▸ What is needed
All entries below are to be returned exactly, with pictures left out.

▸ Point localization data
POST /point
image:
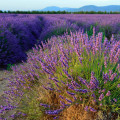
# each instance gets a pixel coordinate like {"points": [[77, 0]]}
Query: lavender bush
{"points": [[69, 70]]}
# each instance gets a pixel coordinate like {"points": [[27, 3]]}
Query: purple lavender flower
{"points": [[108, 93], [93, 82], [115, 99], [92, 109], [61, 96], [86, 108], [100, 104], [44, 105], [103, 90], [101, 97], [68, 100], [113, 76], [118, 85], [105, 62], [53, 112], [72, 94]]}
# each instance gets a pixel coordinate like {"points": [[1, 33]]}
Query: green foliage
{"points": [[9, 66], [58, 12]]}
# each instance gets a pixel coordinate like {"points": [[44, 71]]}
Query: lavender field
{"points": [[69, 66]]}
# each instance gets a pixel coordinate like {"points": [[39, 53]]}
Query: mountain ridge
{"points": [[113, 8]]}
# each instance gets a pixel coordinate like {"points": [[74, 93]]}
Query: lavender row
{"points": [[77, 69]]}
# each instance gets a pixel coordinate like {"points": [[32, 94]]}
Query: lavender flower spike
{"points": [[101, 97], [108, 93]]}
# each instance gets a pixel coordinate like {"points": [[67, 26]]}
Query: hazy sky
{"points": [[40, 4]]}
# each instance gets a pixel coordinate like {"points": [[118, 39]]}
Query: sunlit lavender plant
{"points": [[78, 76]]}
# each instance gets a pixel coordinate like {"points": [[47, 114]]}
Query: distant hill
{"points": [[113, 8], [54, 8]]}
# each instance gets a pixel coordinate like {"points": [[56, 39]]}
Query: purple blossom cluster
{"points": [[60, 61]]}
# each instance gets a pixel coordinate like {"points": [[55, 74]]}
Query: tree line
{"points": [[58, 12]]}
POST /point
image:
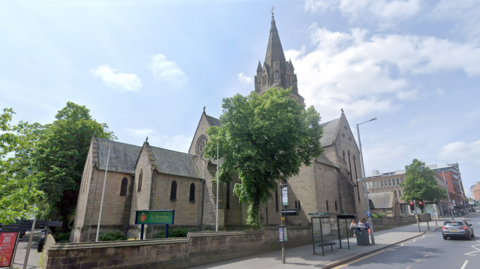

▸ Output
POST /point
image:
# each instance gets a pixel coordinate like {"points": [[77, 0]]}
Query: lavender bush
{"points": [[69, 70]]}
# each instance gets a pixel coordinate like {"points": [[27, 3]]}
Query: purple lavender flower
{"points": [[108, 93], [93, 82], [115, 99], [92, 109], [61, 96], [86, 108], [100, 104], [44, 105], [103, 90], [101, 97], [68, 100], [113, 76], [118, 85], [105, 62], [53, 112], [72, 94]]}
# each instance gets a pixel coordinate like {"points": [[1, 33]]}
Query: green foliage
{"points": [[9, 66], [58, 12]]}
# each instance gets a pixel coordinate like {"points": [[44, 71]]}
Query: lavender field
{"points": [[69, 66]]}
# each instance gets a pixel coordinate like {"points": [[39, 53]]}
Query: mountain ridge
{"points": [[113, 8]]}
# each instance gets a pixel coordinate like {"points": [[74, 93]]}
Query: lavender row
{"points": [[77, 69]]}
# each instance gets a pixel coordinate like {"points": [[32, 94]]}
Query: lavender flower spike
{"points": [[101, 97], [108, 93]]}
# each instance gets a pixel coordinate like {"points": [[67, 26]]}
Query: hazy sky
{"points": [[40, 4]]}
# each instance gets a pixel coordinate like {"points": [[118, 39]]}
Query: sunlit lavender plant
{"points": [[78, 76]]}
# each instance gets a pixel coordinate like {"points": [[47, 114]]}
Query: distant hill
{"points": [[113, 8], [54, 8]]}
# each instance gets a pixel coordinate like {"points": [[56, 39]]}
Query: purple blossom cluster
{"points": [[60, 61]]}
# each instance gets a pixel coordinate like {"points": [[55, 74]]}
Query: tree line
{"points": [[58, 12]]}
POST /point
image:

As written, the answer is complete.